Таковы те важнейшие особенности права фабрикантов на воспроизведение механических нот, которые получились вследствие выделения этого права из Положения об авторском праве. Сказанное, мне кажется, ясно доказывает, что особенности эти отнюдь не вызываются ни природой вышеуказанного права фабрикантов, ни соображениями целесообразности, а являются лишь следствием того, что наше законодательство не отнеслось к данному институту с надлежащим вниманием и не заметило, что в данном случае мы имеем дело с истинным авторским правом, только авторским правом исполнителей музыкальных произведений.
II. Частные письма, не предназначавшиеся к напечатанию, и охрана интимной жизни граждан от оглашения во всеобщее сведение
В своей статье «Охрана личных прав авторов в новом законе об авторском праве 20 марта 1911 г.»[4] мне пришлось мимоходом коснуться ст. 28 этого закона, гласящей: «Частные письма, не предназначавшиеся автором к напечатанию, могут быть изданы лишь с обоюдного согласия автора и лица, которому они были писаны, и т.д.». Там мной был высказан взгляд, что предназначить или не предназначить письма к напечатанию зависит всецело от усмотрения автора, который может это сделать в любой момент. Отсюда вытекло, что «постановление закона отнюдь не имело в виду самих авторов писем, которые не только сами могут их издать без согласия адресата, но и предоставить это право своим наследникам. Нечего и говорить, что от подобного оглашения во всеобщее сведение интимных сторон жизни адресатов интересы последних могут жестоко пострадать, но в данном случае нет решительно никакого отличия писем от других литературных произведений, в которых автор может описать под настоящими именами интимную жизнь своих знакомых, и вопрос этот уже относится не к авторскому праву в тесном или широком смысле этого слова, а к вопросу
--610--
о праве всякого и каждого на то, чтобы никто не изображал его интимную жизнь в произведениях, предназначенных для всеобщего сведения». Предлагая такое толкование ст. 28, я опирался на слова закона «не предназначавшиеся автором к напечатанию», а также на объяснительную записку Министерства юстиции, где прямо говорится, что в данном случае важно лишь удостоверить желание автора опубликовать письма во всеобщее сведение, причем это желание может быть выражено не только при составлении писем, но и впоследствии, например, путем оставления писем по завещанию книгоиздательской фирме и редакции газеты[5]. Этот мой взгляд, однако, вызвал энергичные возражения со стороны проф. Б.В. Попова, посвятившего целую статью вопросу о том, как следует принимать постановление нашего закона о частных письмах, не предназначавшихся к напечатанию[6]. Уважаемый профессор находит, что предложенное мной толкование произвольно устраняет из текста закона целую фразу: «...лишь с обоюдного согласия автора и лица, которому письма были писаны», опираясь на которые, он понимает ст. 28 в том смысле, что здесь законодатель имел в виду оградить и интересы адресатов от нескромности авторов, которой следует весьма опасаться, так как авторы по разным побуждениям часто склонны добиваться напечатания их писем, игнорируя неприятности, могущие последовать от этого для адресата. Слова закона «не предназначавшиеся автором к напечатанию» проф. Попов предлагает понимать в очень узком смысле - в смысле уведомления автором адресата при начале переписки (а не ex post), что посылаемые письма предположены к печати. Что касается до приведенных мной слов объяснительной записки Министерства юстиции, то Б.В. Попов понимает их в том смысле, что если покойный завещал свои письма книгоиздательской фирме или редакции газеты, то наследники автора не смеют протестовать, но согласие адресата (или его наследников) все-таки необходимо для опубликования переписки.

Исходные данные>
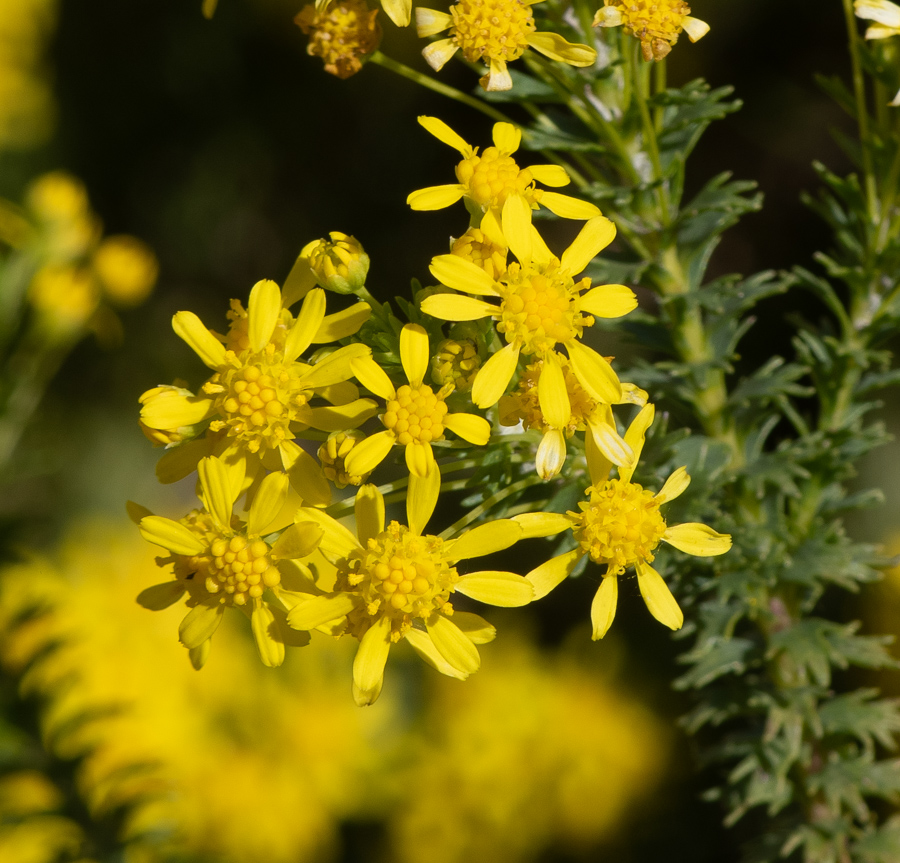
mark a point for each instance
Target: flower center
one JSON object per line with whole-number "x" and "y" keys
{"x": 619, "y": 525}
{"x": 492, "y": 177}
{"x": 495, "y": 29}
{"x": 400, "y": 575}
{"x": 235, "y": 566}
{"x": 540, "y": 309}
{"x": 258, "y": 400}
{"x": 523, "y": 404}
{"x": 416, "y": 415}
{"x": 654, "y": 19}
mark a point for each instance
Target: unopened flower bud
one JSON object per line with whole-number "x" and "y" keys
{"x": 339, "y": 264}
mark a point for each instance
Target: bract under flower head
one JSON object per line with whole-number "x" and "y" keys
{"x": 541, "y": 307}
{"x": 342, "y": 34}
{"x": 620, "y": 525}
{"x": 657, "y": 23}
{"x": 395, "y": 582}
{"x": 495, "y": 184}
{"x": 221, "y": 561}
{"x": 494, "y": 32}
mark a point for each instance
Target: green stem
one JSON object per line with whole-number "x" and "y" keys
{"x": 436, "y": 86}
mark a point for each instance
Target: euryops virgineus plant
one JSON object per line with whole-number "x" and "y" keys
{"x": 496, "y": 381}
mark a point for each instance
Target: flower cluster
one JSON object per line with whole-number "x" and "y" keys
{"x": 498, "y": 341}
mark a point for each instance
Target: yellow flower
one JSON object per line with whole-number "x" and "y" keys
{"x": 620, "y": 525}
{"x": 886, "y": 16}
{"x": 523, "y": 405}
{"x": 221, "y": 561}
{"x": 494, "y": 32}
{"x": 415, "y": 415}
{"x": 494, "y": 183}
{"x": 657, "y": 23}
{"x": 260, "y": 395}
{"x": 342, "y": 34}
{"x": 541, "y": 306}
{"x": 395, "y": 582}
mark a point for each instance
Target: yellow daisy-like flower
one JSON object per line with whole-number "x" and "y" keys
{"x": 342, "y": 34}
{"x": 220, "y": 561}
{"x": 415, "y": 415}
{"x": 523, "y": 405}
{"x": 886, "y": 16}
{"x": 541, "y": 306}
{"x": 494, "y": 32}
{"x": 494, "y": 183}
{"x": 620, "y": 525}
{"x": 657, "y": 23}
{"x": 395, "y": 582}
{"x": 260, "y": 393}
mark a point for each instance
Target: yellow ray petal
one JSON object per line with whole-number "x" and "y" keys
{"x": 697, "y": 539}
{"x": 445, "y": 134}
{"x": 263, "y": 312}
{"x": 435, "y": 197}
{"x": 453, "y": 644}
{"x": 423, "y": 645}
{"x": 189, "y": 327}
{"x": 415, "y": 354}
{"x": 675, "y": 485}
{"x": 609, "y": 301}
{"x": 548, "y": 575}
{"x": 462, "y": 275}
{"x": 553, "y": 45}
{"x": 320, "y": 610}
{"x": 504, "y": 589}
{"x": 494, "y": 376}
{"x": 485, "y": 539}
{"x": 515, "y": 220}
{"x": 659, "y": 599}
{"x": 551, "y": 454}
{"x": 307, "y": 325}
{"x": 200, "y": 624}
{"x": 635, "y": 437}
{"x": 538, "y": 524}
{"x": 171, "y": 535}
{"x": 474, "y": 429}
{"x": 301, "y": 539}
{"x": 430, "y": 22}
{"x": 596, "y": 235}
{"x": 550, "y": 175}
{"x": 422, "y": 498}
{"x": 271, "y": 649}
{"x": 507, "y": 137}
{"x": 343, "y": 324}
{"x": 452, "y": 307}
{"x": 594, "y": 373}
{"x": 567, "y": 207}
{"x": 603, "y": 608}
{"x": 553, "y": 395}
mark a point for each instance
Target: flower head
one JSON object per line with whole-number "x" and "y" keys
{"x": 396, "y": 582}
{"x": 540, "y": 308}
{"x": 657, "y": 23}
{"x": 586, "y": 413}
{"x": 620, "y": 525}
{"x": 415, "y": 415}
{"x": 494, "y": 32}
{"x": 221, "y": 561}
{"x": 342, "y": 34}
{"x": 494, "y": 183}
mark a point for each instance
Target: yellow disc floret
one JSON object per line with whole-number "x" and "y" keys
{"x": 416, "y": 414}
{"x": 619, "y": 525}
{"x": 491, "y": 29}
{"x": 398, "y": 574}
{"x": 541, "y": 308}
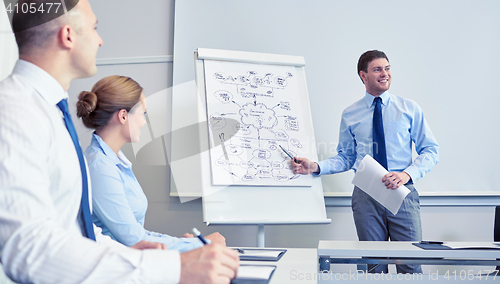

Части упражнения>
1. Кто, судя по странице, выступил с энергичными возражениями против толкования ст. 28, предложенного автором?
2. Пожалуйста, процитируйте страницу: всё от слов «Таковы те важнейшие» и вниз до слов «исполнителей музыкальных произведений.».

Ответы>
1. Профессор Б.В. Попов.

2.
Таковы те важнейшие особенности права фабрикантов на воспроизведение механических нот, которые получились вследствие выделения этого права из Положения об авторском праве. Сказанное, мне кажется, ясно доказывает, что особенности эти отнюдь не вызываются ни природой вышеуказанного права фабрикантов, ни соображениями целесообразности, а являются лишь следствием того, что наше законодательство не отнеслось к данному институту с надлежащим вниманием и не заметило, что в данном случае мы имеем дело с истинным авторским правом, только авторским правом исполнителей музыкальных произведений.